Stored items
========================
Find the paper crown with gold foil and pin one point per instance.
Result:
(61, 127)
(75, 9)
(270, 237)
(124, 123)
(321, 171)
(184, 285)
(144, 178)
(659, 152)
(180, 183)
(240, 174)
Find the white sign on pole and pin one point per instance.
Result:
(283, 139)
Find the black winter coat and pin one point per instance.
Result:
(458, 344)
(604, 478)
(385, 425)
========================
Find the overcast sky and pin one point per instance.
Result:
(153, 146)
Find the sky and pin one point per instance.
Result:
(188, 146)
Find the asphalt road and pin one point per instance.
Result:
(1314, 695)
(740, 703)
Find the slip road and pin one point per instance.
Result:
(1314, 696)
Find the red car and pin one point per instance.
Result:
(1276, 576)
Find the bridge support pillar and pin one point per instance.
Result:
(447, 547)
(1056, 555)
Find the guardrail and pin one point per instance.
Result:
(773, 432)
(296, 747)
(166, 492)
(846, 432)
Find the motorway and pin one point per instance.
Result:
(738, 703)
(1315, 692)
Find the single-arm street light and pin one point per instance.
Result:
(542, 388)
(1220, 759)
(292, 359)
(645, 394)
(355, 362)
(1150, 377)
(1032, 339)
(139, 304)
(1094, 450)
========================
■ **To be done**
Copy out the lines between the one holding "Find the bridge" and the one holding "(1315, 692)", inclusive, reproducing each line without any change.

■ **Written response**
Find the bridge support pillar and pin one point per instance.
Result:
(447, 547)
(1056, 555)
Find the guardrail and pin one point per instance.
Result:
(773, 432)
(296, 747)
(166, 492)
(846, 432)
Find the motorway and pin one point per instance.
Result:
(738, 703)
(1315, 692)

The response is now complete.